:: To be done ::
Rewrite all the rows below, replacing "one dot" with "a single dot" and keeping everything else the same. Leave the pictures out of your answer.

:: Pointing dataset excerpts ::
= = = =
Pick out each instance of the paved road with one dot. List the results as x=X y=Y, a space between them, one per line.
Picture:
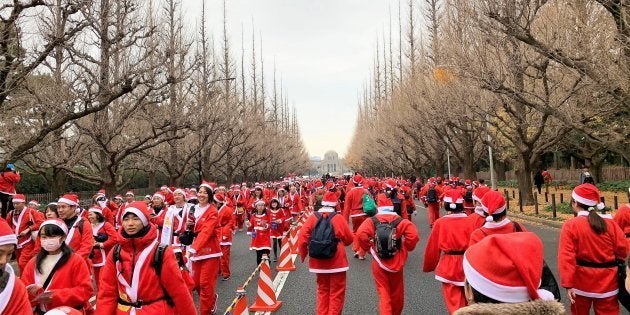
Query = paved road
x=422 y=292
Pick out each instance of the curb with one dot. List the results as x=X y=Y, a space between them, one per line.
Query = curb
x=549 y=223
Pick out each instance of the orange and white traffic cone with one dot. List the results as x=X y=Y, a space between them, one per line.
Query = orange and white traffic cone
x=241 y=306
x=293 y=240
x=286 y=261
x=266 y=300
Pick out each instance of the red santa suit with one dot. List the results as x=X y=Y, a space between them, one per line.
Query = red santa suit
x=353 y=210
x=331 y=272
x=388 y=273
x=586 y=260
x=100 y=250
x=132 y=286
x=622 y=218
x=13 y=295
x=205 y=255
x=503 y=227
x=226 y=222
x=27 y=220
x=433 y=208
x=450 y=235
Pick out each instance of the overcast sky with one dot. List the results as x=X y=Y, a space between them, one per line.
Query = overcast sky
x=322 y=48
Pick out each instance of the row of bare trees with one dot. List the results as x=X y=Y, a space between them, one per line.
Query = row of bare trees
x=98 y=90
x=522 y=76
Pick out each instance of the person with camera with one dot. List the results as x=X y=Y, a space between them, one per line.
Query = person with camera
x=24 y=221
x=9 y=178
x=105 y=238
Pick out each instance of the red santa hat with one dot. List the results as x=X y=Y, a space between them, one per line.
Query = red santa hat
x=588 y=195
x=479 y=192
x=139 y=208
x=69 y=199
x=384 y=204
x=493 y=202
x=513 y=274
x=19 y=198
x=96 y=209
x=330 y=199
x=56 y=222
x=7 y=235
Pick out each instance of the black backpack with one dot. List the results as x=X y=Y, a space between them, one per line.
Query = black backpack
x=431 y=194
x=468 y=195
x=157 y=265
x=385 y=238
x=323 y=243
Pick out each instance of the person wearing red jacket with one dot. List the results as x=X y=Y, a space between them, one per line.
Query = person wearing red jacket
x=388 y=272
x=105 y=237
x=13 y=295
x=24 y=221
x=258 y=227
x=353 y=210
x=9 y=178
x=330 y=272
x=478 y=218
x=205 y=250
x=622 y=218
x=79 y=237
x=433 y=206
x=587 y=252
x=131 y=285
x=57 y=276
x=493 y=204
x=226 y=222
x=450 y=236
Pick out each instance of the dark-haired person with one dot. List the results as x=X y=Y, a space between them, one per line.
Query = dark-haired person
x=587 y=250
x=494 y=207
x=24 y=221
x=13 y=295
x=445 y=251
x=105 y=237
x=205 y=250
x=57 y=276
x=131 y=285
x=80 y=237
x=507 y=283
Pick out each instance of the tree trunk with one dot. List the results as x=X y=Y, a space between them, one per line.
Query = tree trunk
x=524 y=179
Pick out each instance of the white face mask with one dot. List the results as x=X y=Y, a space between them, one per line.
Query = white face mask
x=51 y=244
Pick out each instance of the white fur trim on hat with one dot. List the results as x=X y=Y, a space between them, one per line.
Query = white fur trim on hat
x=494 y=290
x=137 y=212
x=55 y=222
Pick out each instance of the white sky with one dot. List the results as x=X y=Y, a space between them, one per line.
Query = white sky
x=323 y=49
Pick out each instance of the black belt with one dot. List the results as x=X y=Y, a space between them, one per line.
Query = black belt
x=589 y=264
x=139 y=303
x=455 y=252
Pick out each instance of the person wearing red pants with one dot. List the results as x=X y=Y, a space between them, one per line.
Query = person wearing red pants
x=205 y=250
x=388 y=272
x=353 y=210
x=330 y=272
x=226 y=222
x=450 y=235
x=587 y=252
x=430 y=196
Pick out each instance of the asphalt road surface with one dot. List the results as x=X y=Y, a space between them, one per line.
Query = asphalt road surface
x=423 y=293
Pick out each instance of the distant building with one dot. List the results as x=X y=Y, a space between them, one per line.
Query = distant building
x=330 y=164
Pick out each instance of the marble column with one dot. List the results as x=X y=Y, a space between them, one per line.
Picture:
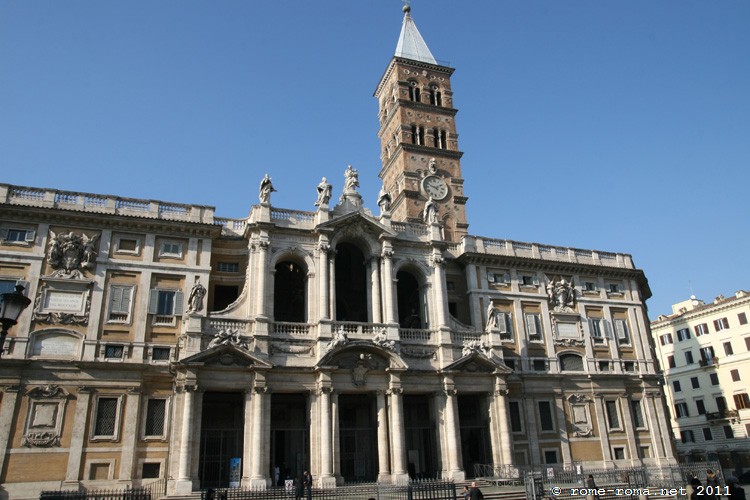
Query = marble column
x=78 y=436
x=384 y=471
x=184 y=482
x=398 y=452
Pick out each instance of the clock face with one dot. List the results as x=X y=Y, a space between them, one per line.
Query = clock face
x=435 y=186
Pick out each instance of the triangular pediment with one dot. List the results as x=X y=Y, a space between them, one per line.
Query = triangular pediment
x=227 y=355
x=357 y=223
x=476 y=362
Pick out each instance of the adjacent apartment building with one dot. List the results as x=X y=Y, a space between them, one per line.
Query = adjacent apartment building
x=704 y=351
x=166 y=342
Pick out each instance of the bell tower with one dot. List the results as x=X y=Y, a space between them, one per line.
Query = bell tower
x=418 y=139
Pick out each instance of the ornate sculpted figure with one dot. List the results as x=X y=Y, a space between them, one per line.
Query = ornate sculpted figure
= = = =
:: Result of this task ::
Pick out each instance of the paved road with a single dot. List the results as x=X y=Y, a space between them, one per line.
Picture:
Query = paved road
x=422 y=292
Pick out each instance of the curb with a single dot. List the results as x=X y=Y, a space between them, one per line.
Query = curb
x=549 y=223
Pick out each instance of the orange and white traffic cone with a single dot. List the results as x=X y=Y, a space between them, one per line.
Query = orange and white traffic cone
x=241 y=306
x=293 y=240
x=286 y=261
x=266 y=300
Pick out each instance of the red santa suit with a single dot. List the results as x=X y=Y, a space between them, one per line.
Query = red santa suit
x=353 y=210
x=331 y=272
x=388 y=273
x=586 y=260
x=100 y=250
x=132 y=286
x=622 y=218
x=13 y=295
x=205 y=255
x=503 y=227
x=226 y=222
x=27 y=220
x=433 y=208
x=450 y=235
Pick out each instance of the overcast sky with a single dot. List the results as x=X y=Y, a space between them, one per line.
Query = overcast sky
x=322 y=48
Pick out each instance of the row of bare trees with a single dot. List the results as x=X y=Y, a space between them, one per line.
Query = row of bare trees
x=98 y=90
x=522 y=76
Pick out each instance of the person with camera with a single dot. List the results as x=X y=Y, a space between them, one per line.
Query = person with camera
x=24 y=221
x=9 y=178
x=105 y=238
Pick out each instance of the red santa hat with a single dot. List the results as x=X y=Y, a space between them, one per line.
Query = red santa hat
x=588 y=195
x=479 y=192
x=139 y=208
x=69 y=199
x=384 y=204
x=493 y=202
x=513 y=274
x=19 y=198
x=96 y=209
x=330 y=199
x=56 y=222
x=7 y=235
Pick out each instance of the black backpack with a single dot. List the results as x=X y=Y, a space between them, one per line.
Query = black backpack
x=431 y=194
x=468 y=195
x=157 y=265
x=385 y=238
x=323 y=243
Pick out each instance of the person wearing red jacket with a single dot. List the results as x=X y=Y, a space between them, one per line.
Query = person wearing red jacket
x=388 y=272
x=105 y=237
x=13 y=295
x=24 y=221
x=258 y=227
x=353 y=210
x=9 y=178
x=330 y=272
x=478 y=218
x=205 y=250
x=622 y=218
x=79 y=237
x=433 y=206
x=587 y=252
x=131 y=285
x=57 y=276
x=493 y=204
x=226 y=222
x=450 y=236
Pick out each instance of the dark-haired person with a single dot. List the results as x=X y=Y, a space between them, one per line.
Query = dark-haired person
x=587 y=250
x=494 y=207
x=24 y=221
x=13 y=295
x=445 y=251
x=105 y=237
x=205 y=250
x=57 y=276
x=131 y=285
x=80 y=237
x=507 y=283
Pick out each instance of the tree trunk with a single dot. List the results as x=X y=Y, a space between them, one per line.
Query = tree trunk
x=524 y=179
Pick out each instance of the white face mask with a single dot. List the results as x=X y=Y, a space between them, one per line.
Query = white face mask
x=51 y=244
Pick out each instance of the white fur trim on hat with a single dot. List the results as x=X y=Y, a space between them, one per line.
Query = white fur trim on hat
x=494 y=290
x=137 y=212
x=55 y=222
Pick out each instance of the white sky with a single dot. List the results as x=X y=Y, a space between them, one per line.
Query = white sky
x=323 y=49
Pick out each instance of the black belt with a single dot. List the results as x=X y=Y, a space between them, one per line.
Query = black belt
x=589 y=264
x=139 y=303
x=455 y=252
Pick out each instance of the person wearing red pants with a single dot. List the results as x=X y=Y, a space between them, one per line.
Query = person wearing red pants
x=205 y=250
x=388 y=272
x=353 y=210
x=330 y=272
x=226 y=222
x=450 y=235
x=587 y=252
x=430 y=196
Pick out each instance of the asphalt road surface with a single dot. List the results as x=X y=Y, a space between them, one per line.
Query = asphalt road surface
x=423 y=293
Pick out each instance of the distant building with a single dot. List the results as x=X y=Y, a space between them, one per line.
Query = distant building
x=330 y=164
Pick out each instance of the marble column with a single dot. List the results as x=X y=Y, a space between them, one per line.
Picture:
Query = marble column
x=78 y=436
x=384 y=471
x=184 y=482
x=398 y=452
Pick out each instance of the clock face with a single dot. List the results as x=X y=Y, a space between them, one per line.
Query = clock face
x=435 y=186
Pick out each instance of the triangular pediment with a single dot. List the results as x=X y=Y, a space between them, one per line.
Query = triangular pediment
x=227 y=355
x=357 y=223
x=476 y=362
Pick out each instance of the adjacent apartment building with a single dot. List the results as x=X y=Y, a space between them, one per line.
Query = adjacent apartment building
x=704 y=351
x=166 y=342
Pick out each instance of the bell tower with a single dot. List the results as x=X y=Y, a space between them, one per line.
Query = bell tower
x=418 y=139
Pick out each instance of the ornate sculpted figure with a single dot. List the results as x=X y=Y, a space between them, one per line.
Query = ornate sculpted figure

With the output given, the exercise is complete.